##### Data to use
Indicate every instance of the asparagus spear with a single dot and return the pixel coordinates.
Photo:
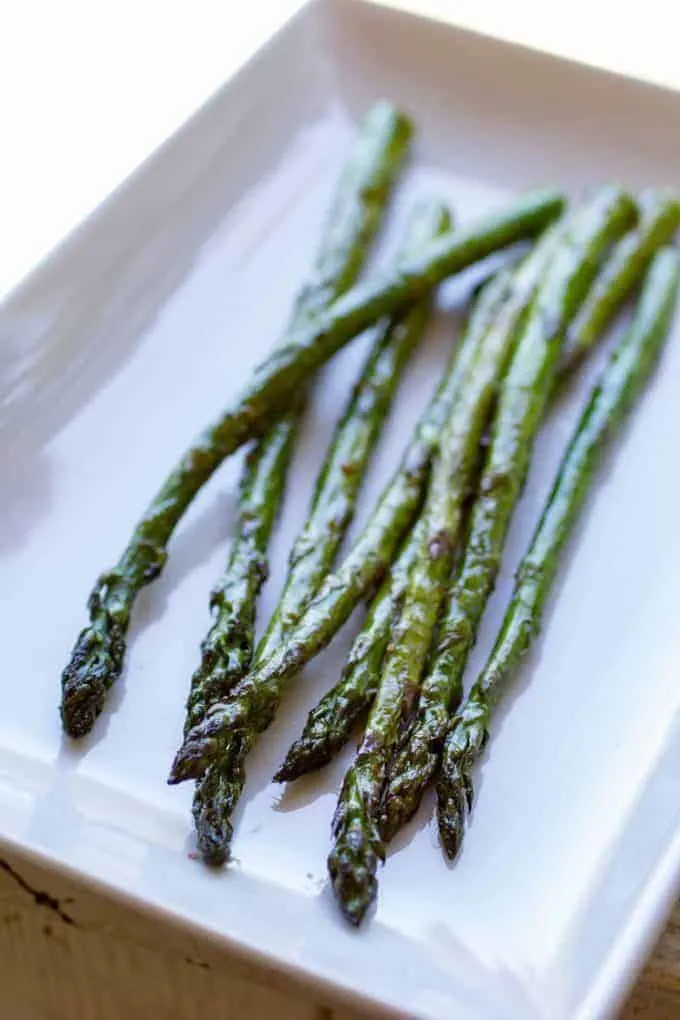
(329, 724)
(352, 222)
(226, 650)
(354, 218)
(330, 514)
(253, 703)
(660, 218)
(619, 387)
(98, 656)
(357, 844)
(522, 402)
(342, 474)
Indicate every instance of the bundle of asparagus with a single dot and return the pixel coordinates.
(426, 559)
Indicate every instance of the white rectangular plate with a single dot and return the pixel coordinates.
(134, 335)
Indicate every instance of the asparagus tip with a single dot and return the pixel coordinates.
(354, 859)
(192, 759)
(352, 866)
(453, 808)
(94, 666)
(213, 833)
(455, 791)
(295, 764)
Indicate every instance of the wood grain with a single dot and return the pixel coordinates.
(69, 954)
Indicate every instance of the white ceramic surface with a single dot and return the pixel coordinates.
(134, 335)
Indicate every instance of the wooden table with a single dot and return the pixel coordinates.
(69, 955)
(66, 953)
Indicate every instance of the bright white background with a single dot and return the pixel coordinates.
(89, 88)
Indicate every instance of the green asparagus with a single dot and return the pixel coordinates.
(227, 649)
(330, 723)
(354, 218)
(660, 218)
(357, 209)
(330, 514)
(342, 474)
(253, 703)
(357, 844)
(522, 402)
(620, 385)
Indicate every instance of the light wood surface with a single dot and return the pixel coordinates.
(67, 954)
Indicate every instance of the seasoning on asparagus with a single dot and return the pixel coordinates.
(330, 514)
(357, 843)
(342, 474)
(358, 206)
(227, 648)
(522, 401)
(226, 653)
(329, 724)
(660, 218)
(253, 703)
(619, 387)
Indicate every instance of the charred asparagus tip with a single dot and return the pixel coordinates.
(352, 865)
(86, 680)
(453, 810)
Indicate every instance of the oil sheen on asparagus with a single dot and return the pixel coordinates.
(329, 516)
(330, 723)
(357, 843)
(522, 402)
(253, 702)
(356, 213)
(619, 387)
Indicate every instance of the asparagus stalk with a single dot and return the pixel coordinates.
(226, 653)
(227, 648)
(329, 724)
(253, 703)
(352, 222)
(361, 198)
(329, 516)
(618, 389)
(523, 398)
(660, 218)
(342, 474)
(357, 844)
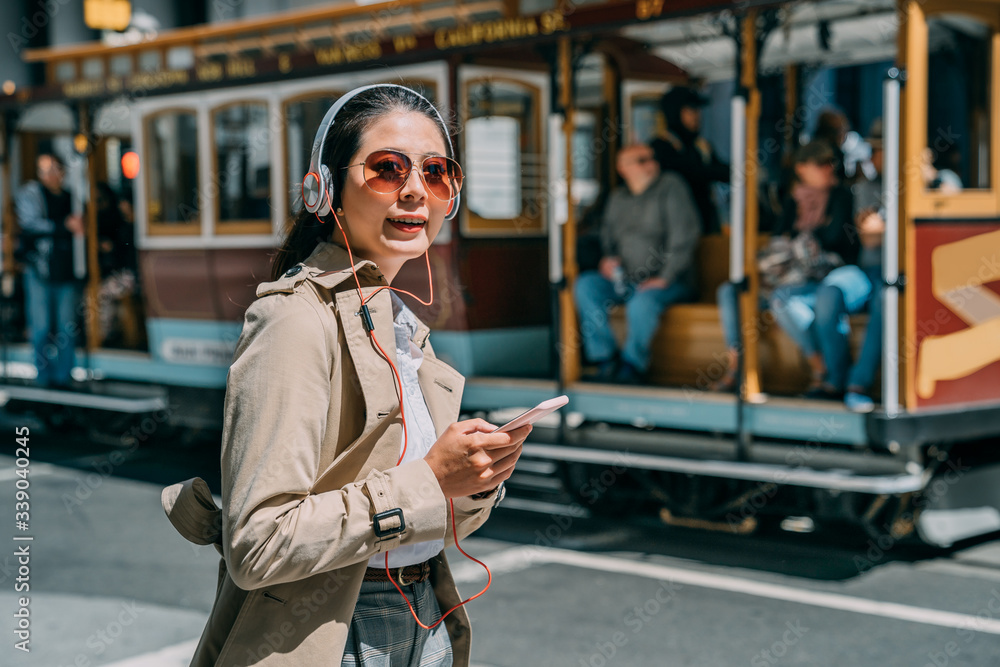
##########
What this task involves:
Set the records down again word for word; the pictures stay out.

Response below:
Indicate every instance of the asparagus spear with a single dot and return the pixel coordinates.
Photo:
(329, 724)
(352, 222)
(226, 650)
(354, 218)
(330, 514)
(253, 703)
(660, 218)
(619, 387)
(98, 656)
(357, 844)
(522, 402)
(342, 474)
Indicate every instance of the bundle of asparagus with a single dot and return the pixel coordinates.
(426, 559)
Indicate every instance of the white rectangular plate with a single dot and return the pixel coordinates.
(134, 335)
Indicate every instance of the asparagus tip with a single dot and return the pixel coordinates.
(354, 859)
(192, 759)
(352, 866)
(453, 808)
(94, 666)
(213, 833)
(455, 791)
(295, 764)
Indicate every instance of the wood grain with a single dot and return the pixel coordinates.
(69, 954)
Indicate every instance of the white ceramic surface with a single dot and return the pixel coordinates.
(134, 335)
Indicate every instance of the wooden table with a single dot and return the pixel coordinates.
(69, 955)
(66, 953)
Indicate every instance of the bright white background with a single dot and return the pixel coordinates.
(89, 88)
Indicate every instance of the green asparagus with a single dot and return the pixel coordinates.
(227, 649)
(330, 723)
(354, 218)
(660, 218)
(357, 209)
(330, 514)
(342, 474)
(253, 703)
(357, 844)
(522, 402)
(620, 385)
Indicate every instance of the light wood surface with a single dot and return the pixel coordinates.
(67, 954)
Indicate every instance of the seasoning on asparagus with a single dot and return the pixel coordinates.
(330, 514)
(357, 843)
(342, 474)
(358, 206)
(227, 648)
(522, 401)
(226, 653)
(329, 724)
(660, 218)
(253, 703)
(619, 387)
Indicate every instance of the charred asparagus tip with a single dot and return the pixel coordinates.
(352, 865)
(86, 680)
(453, 810)
Indicate every instance of the oil sheen on asparagus with a single dot and return the pixel coordinates.
(329, 516)
(330, 723)
(357, 843)
(522, 402)
(253, 702)
(356, 213)
(619, 387)
Indicate every instance of the asparagus stalk with a single dot and return the pixel coordinates.
(226, 653)
(227, 648)
(329, 724)
(253, 703)
(352, 222)
(361, 198)
(329, 516)
(618, 389)
(523, 398)
(660, 218)
(342, 474)
(357, 844)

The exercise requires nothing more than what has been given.